======== DOCUMENT SECTION ========
# Restaurant tables



## RussellAP (Feb 21, 2012)

Bidding a job to refinish 56 tables at a local chain restaurant. 
We plan to use White Water Conversion Varnish. The first coat will be thinned 10% with butyl acetate with a full strength spray as a top coat.

We'll be using my partners pot sprayer mainly because that's all we have and it's compatible with the varnish.

We'll use Stripease first and take as much of the old water based poly and original varnish off as we can. These tables were refinished several month ago by someone who didn't even scuff the old finish before he laid down some water based poly. They look terrible.

If the Strip ease takes off the stain, we'll restain the area and then finish.

We're hoping to set up a spray booth in my back yard under some shade trees with a 10' x 10' pavilion on a large canvas tarp and use plastic to wrap it to keep the wind out. If it's a calm day we'll just cover about three sides or it might get to hot to work.

Then after about 15 -30 minutes we'll take them to a room where they can finish drying and gassing off.

We can only do about 2-4 tables at a time and there are 56 including a rather large family table, it's rectangle. only one round table for a corner but not all that big, most are 30×48 booths and 36×36 tables.

Been studying all week about what the best finish to use and really not wanting to use a pour on anything. Everyone here seems to agree that White Water Conversion Varnish is the best choice.

What think you?


----------



## lunn (Jan 30, 2012)

No clue as to the finish. Try Kutzit stripper, it's the best i've used and i've tried them all. Do a little research on useing a sand blaster, useing corn cob media to remove the softened finish.


----------



## RockyTopScott (Nov 16, 2008)

Look at a soda blaster for removal. Biodegradable and fast.


----------



## NoThanks (Mar 19, 2014)

"If the Strip ease takes off the stain, we'll *restain the area* and then finish."

I would say you could count on the stripper taking away the stain. 
I also doubt that you can touch up just the areas where stain is removed and have them look good.
Once you put the stripper on you should be prepared to sand down and restain the whole table.
JMO, if you want them to look good.


----------



## mojapitt (Dec 31, 2011)

Properly stripping and prepping for new finish is very time consuming. But like any other finishing process, do it right or it stands out like a sore thumb.


----------



## b2rtch (Jan 20, 2010)

It's far better to be criticized by a wise person than applauded by a fool

A positive attitude will take you much further than positive thinking ever will.

Amen


----------



## waho6o9 (May 6, 2011)

Will you be using Charles Neil's product to control blotching?


----------



## RussellAP (Feb 21, 2012)

The wood is veneer, so no sanding guys. And Lacquer thinner will likely take off the old finish.


----------



## a1Jim (Aug 9, 2008)

I hope it all works out for you Russ ,it sounds like a tough time consuming job .


----------



## NoThanks (Mar 19, 2014)

"The wood is veneer, so no sanding guys. And Lacquer thinner will likely take off the old finish. " 
- RussellAP

"We'll use Stripease first and *take as much of the old water based poly and original varnish off as we can*."

Still a complete strip job, I think your in for more than you are thinking. 
If it were me I would ask to take one table and do it before accepting the job. Then you will know exactly what to expect.
========
#### [WORK TO COMPLETE]
1. Transcribe the part of the restaurant tables thread that begins at the words "We plan to use" and ends after the words "with the varnish.".
2. In the restaurant tables thread, what will the first coat of White Water Conversion Varnish be thinned with, and by how much?
3. Write the next part of the forum thread about refinishing restaurant tables, starting after its final post.
======== EXTRACTED INFORMATION ========
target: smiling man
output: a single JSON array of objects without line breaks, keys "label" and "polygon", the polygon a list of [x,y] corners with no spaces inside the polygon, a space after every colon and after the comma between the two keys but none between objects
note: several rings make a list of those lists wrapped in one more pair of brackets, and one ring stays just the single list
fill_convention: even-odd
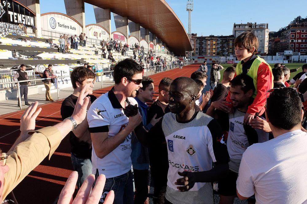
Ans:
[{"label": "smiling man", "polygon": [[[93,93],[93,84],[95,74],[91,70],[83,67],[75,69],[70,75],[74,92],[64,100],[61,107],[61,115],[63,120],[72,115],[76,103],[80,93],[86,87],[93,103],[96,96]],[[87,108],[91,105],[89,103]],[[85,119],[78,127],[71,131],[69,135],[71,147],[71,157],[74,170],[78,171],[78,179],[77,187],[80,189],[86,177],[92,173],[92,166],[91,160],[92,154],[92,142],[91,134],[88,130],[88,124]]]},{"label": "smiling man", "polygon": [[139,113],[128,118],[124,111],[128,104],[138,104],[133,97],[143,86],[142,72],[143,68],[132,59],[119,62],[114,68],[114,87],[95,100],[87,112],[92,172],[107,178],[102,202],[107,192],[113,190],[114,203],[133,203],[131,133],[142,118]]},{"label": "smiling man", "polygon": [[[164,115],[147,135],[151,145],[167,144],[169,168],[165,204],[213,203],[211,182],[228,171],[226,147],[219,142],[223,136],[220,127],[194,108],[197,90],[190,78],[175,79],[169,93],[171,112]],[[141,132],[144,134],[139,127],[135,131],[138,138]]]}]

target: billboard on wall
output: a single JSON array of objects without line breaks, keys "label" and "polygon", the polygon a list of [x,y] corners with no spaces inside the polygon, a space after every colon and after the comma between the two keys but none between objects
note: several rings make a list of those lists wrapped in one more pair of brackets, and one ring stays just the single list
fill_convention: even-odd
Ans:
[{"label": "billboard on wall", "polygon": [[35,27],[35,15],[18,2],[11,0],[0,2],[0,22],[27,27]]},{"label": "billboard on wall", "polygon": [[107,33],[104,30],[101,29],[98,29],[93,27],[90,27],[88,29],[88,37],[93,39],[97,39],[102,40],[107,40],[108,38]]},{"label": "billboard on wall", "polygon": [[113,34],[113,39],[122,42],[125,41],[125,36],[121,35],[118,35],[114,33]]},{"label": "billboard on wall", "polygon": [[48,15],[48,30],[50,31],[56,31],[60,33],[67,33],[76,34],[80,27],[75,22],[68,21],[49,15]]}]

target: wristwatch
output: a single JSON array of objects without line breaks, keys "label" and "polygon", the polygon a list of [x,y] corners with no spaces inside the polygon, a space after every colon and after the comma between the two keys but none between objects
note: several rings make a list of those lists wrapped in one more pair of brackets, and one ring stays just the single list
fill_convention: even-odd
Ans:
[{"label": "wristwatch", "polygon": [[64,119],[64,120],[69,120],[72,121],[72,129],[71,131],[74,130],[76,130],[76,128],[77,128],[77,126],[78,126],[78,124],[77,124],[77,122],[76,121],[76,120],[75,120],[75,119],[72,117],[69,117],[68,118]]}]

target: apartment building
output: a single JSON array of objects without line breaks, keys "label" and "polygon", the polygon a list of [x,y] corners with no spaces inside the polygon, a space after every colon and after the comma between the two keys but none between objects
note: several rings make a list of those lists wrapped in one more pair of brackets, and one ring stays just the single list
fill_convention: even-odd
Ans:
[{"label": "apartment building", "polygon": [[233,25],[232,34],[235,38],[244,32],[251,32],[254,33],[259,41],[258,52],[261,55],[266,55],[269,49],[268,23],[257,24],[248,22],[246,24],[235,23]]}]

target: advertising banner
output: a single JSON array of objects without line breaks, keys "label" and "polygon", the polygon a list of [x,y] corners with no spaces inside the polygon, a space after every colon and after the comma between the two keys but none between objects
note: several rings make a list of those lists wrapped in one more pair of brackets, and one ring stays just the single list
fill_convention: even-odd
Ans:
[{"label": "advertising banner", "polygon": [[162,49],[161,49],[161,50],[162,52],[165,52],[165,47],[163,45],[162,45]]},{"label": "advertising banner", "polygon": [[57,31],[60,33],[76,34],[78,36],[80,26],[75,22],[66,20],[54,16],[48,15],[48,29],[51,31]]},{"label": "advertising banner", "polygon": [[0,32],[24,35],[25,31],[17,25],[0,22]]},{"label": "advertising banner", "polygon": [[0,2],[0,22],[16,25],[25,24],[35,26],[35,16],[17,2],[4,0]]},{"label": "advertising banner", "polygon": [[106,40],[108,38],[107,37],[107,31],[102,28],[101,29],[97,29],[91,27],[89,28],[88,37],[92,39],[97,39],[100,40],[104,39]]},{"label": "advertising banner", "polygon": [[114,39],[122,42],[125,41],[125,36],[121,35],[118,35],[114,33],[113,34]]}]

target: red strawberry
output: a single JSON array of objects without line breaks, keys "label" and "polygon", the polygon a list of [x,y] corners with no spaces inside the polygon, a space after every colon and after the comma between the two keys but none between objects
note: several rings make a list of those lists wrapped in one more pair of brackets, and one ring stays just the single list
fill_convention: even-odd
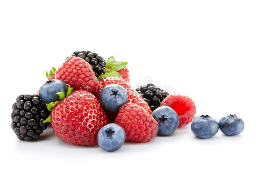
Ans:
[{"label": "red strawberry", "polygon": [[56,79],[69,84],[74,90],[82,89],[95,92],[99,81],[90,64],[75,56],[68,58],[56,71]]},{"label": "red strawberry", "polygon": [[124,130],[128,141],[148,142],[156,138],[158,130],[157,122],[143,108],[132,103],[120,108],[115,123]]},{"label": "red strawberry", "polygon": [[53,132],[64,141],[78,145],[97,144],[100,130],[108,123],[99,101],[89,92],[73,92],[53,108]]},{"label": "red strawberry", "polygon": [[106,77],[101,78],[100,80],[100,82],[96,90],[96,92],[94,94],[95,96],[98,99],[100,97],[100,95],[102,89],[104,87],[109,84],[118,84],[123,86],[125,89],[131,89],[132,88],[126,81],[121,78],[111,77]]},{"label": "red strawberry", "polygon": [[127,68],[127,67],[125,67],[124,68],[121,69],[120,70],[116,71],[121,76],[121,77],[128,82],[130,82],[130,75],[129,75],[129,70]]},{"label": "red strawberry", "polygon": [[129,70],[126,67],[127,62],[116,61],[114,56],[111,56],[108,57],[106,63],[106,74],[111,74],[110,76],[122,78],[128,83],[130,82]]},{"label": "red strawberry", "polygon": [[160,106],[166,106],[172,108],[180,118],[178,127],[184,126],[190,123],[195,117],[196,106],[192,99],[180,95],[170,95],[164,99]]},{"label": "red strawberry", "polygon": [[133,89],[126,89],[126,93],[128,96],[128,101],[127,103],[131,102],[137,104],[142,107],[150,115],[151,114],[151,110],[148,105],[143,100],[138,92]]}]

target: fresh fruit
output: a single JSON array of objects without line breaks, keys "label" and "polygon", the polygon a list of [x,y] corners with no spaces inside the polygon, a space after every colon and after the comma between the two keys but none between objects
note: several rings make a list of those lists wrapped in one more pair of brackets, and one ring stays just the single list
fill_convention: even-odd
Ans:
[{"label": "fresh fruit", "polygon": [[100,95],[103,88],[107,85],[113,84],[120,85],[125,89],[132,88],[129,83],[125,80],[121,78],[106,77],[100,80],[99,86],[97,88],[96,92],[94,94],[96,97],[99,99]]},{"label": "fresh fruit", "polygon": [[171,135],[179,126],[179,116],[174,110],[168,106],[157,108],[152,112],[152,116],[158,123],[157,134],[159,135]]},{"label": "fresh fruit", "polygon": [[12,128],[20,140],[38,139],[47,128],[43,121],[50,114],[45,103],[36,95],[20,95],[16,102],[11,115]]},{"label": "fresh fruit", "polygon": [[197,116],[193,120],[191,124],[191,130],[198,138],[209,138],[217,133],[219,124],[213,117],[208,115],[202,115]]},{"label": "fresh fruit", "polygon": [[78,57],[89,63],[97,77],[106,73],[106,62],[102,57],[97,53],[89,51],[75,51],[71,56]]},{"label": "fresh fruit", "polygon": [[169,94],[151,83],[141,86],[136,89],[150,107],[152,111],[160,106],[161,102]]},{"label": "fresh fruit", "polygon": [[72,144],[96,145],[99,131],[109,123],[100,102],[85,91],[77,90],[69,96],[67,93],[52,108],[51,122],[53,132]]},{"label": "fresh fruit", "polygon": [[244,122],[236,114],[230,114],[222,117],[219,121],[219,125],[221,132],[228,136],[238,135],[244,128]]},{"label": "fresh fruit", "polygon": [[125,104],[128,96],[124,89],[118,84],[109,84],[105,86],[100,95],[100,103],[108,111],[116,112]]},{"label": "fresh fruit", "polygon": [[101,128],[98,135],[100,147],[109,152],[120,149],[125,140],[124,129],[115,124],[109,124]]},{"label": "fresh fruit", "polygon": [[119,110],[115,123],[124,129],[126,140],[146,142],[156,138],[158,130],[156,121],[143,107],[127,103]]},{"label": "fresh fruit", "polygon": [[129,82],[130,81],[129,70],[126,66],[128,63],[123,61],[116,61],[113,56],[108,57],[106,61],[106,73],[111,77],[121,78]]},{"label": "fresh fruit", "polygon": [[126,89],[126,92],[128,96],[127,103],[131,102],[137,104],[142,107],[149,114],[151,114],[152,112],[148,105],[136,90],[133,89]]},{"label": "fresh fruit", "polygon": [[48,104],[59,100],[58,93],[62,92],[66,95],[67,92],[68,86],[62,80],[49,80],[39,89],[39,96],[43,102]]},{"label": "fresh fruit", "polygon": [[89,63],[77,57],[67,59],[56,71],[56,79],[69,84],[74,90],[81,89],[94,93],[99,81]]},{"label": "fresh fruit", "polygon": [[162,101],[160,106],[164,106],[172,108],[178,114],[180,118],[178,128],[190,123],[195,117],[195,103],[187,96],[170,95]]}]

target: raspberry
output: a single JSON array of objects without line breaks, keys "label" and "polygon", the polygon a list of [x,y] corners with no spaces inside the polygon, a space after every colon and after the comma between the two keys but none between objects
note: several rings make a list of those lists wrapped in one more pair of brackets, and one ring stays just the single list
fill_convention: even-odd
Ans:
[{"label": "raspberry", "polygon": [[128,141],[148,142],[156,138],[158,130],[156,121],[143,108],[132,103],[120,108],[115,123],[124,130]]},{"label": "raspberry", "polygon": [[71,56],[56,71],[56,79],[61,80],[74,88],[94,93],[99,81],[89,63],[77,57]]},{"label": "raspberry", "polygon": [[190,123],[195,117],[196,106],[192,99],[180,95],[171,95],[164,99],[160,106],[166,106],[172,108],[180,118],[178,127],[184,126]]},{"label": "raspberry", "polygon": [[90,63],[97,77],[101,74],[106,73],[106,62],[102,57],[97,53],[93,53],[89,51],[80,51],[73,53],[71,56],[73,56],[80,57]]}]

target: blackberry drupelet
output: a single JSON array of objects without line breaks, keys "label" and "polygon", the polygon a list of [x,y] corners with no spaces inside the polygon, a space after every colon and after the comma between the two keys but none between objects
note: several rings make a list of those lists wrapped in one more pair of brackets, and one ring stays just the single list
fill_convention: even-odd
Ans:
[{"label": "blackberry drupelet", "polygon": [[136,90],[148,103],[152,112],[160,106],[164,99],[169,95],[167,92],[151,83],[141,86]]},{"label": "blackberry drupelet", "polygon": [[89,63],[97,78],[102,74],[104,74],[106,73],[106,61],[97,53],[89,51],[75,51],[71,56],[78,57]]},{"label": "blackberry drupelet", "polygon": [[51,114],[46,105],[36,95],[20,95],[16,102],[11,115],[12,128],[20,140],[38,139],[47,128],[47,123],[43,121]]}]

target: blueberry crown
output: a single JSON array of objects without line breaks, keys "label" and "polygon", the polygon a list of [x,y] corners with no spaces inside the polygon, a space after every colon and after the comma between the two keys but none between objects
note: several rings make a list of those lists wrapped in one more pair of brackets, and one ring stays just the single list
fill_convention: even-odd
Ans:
========
======== EXTRACTED INFORMATION ========
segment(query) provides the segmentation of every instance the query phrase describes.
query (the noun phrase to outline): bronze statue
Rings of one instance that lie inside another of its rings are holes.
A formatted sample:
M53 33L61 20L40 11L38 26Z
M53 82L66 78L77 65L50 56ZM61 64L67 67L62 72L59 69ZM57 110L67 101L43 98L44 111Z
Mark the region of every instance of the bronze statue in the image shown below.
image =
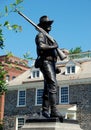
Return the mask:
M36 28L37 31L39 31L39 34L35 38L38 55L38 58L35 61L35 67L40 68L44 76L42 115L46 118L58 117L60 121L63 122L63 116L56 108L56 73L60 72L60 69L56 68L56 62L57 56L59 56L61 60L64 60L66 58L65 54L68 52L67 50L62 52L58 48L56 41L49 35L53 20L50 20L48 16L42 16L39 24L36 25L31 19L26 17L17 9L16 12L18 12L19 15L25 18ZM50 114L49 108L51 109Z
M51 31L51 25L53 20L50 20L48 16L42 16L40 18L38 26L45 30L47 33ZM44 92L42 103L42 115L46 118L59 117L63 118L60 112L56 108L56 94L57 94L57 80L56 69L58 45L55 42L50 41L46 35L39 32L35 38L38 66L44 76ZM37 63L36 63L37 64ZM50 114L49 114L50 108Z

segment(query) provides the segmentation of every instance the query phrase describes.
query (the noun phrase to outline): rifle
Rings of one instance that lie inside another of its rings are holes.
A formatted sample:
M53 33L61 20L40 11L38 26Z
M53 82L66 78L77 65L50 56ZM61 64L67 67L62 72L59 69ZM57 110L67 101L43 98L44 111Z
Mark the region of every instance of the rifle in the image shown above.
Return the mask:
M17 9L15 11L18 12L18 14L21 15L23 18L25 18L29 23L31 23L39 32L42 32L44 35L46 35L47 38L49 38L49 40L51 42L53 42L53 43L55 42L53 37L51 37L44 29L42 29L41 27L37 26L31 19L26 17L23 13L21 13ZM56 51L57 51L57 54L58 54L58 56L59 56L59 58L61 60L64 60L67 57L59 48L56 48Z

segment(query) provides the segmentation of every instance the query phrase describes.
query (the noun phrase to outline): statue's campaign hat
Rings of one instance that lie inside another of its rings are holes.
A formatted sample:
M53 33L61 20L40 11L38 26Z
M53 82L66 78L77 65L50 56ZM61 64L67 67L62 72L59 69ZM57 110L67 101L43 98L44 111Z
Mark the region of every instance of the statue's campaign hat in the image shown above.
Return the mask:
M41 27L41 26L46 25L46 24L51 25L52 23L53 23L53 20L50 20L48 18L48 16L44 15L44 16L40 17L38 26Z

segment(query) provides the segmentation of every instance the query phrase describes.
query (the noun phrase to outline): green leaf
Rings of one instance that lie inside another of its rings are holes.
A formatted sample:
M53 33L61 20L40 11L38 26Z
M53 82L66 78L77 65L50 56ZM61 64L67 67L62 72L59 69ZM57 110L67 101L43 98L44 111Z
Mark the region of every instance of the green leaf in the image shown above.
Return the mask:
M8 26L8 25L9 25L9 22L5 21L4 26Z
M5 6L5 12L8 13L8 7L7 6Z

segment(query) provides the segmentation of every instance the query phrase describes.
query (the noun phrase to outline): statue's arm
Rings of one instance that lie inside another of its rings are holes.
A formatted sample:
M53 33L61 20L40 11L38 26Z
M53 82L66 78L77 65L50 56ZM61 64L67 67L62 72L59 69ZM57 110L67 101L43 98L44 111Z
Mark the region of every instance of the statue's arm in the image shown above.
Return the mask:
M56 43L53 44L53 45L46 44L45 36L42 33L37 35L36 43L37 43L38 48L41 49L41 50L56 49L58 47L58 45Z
========
#### [ANSWERS TO THE EXERCISE]
1.
We plan to use White Water Conversion Varnish. The first coat will be thinned 10% with butyl acetate with a full strength spray as a top coat.

We'll be using my partners pot sprayer mainly because that's all we have and it's compatible with the varnish.

2. It will be thinned 10% with butyl acetate.

3.
Good Luck


----------



## pintodeluxe (Sep 12, 2010)

I would bid the job as if I had to build and replace all the table tops. When refinishing veneer, that is often all that works.


----------



## joeyinsouthaustin (Sep 22, 2012)

I would heed the warning some have given, if you have the time to dedicate to this I would try to work a bid theoretically, with the methods you describe. My advice would be, go thrift shopping and pick up a couple of tables that are pretty cheap. Strip and refinish those, and track the time and process… Then you will have a pretty good Idea of how you should bid this job. I have opened a full on finishing operation in our shop this year, and with top notch conditions, and equipment (including a large booth), and I have turned down the refinishing jobs that have been offered to us based on risk and experience.

Some time ago, I bid this same type of job. I found I could actually buy the pre-made table tops, and finish them, cheaper than re-finishing the existing tables, re-using the bases and other hardware. (They were all oak, however, and nothing special) That said, the restaurant did their research and found that they could buy the tables, already finished cheaper than the bid.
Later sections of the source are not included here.